--- ENTRIES PROVIDED ---
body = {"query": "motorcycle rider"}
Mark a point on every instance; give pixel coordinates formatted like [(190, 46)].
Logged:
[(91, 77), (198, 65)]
---
--- ENTRIES PROVIDED ---
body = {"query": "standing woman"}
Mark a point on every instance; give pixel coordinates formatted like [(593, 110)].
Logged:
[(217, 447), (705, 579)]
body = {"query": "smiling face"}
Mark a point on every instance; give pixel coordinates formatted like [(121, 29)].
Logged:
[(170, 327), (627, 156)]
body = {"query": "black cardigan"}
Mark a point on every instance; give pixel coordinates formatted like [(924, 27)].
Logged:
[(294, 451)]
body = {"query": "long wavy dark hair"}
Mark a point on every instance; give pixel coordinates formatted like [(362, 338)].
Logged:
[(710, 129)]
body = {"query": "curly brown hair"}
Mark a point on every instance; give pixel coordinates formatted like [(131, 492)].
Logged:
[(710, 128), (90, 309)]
---
--- ENTRIES PROVIDED ---
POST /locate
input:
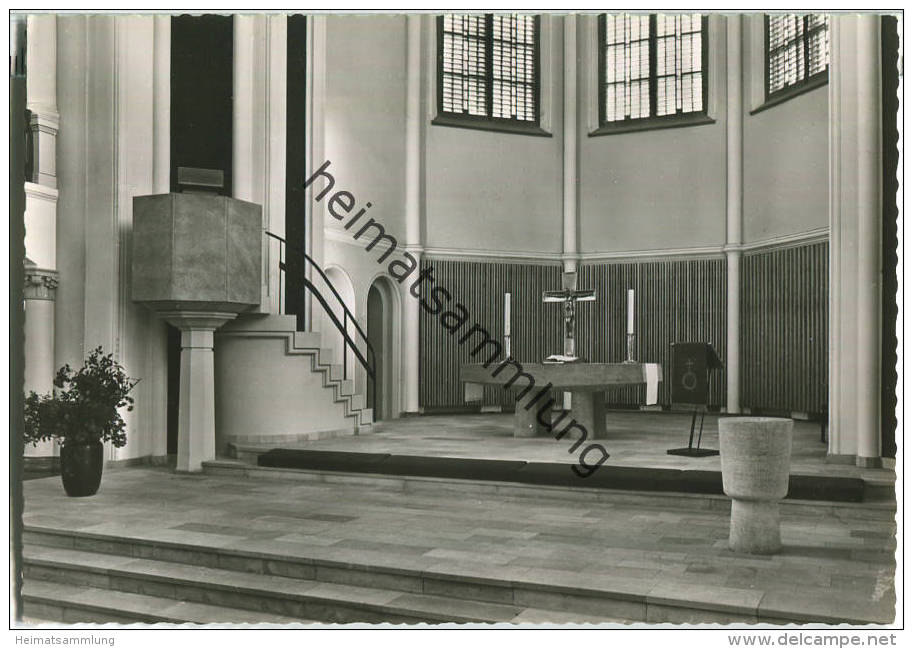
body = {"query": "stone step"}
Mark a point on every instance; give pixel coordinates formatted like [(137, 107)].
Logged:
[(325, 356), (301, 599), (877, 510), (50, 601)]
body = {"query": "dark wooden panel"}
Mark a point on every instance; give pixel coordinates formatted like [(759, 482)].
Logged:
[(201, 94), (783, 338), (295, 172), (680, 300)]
---
DESCRIPTION OF THE TASK:
Reproduce the rows verbatim, from the line containing "POST /locate" up to and including the line containing "[(325, 356), (301, 599), (877, 510), (50, 601)]". Omit the pictures from your answer.

SOLUTION TO THE PROBLEM:
POST /locate
input:
body = {"query": "stone step"}
Mark a point on every instance; give pixel coordinates formatted like [(137, 107)].
Logged:
[(325, 356), (301, 599), (877, 510), (50, 601)]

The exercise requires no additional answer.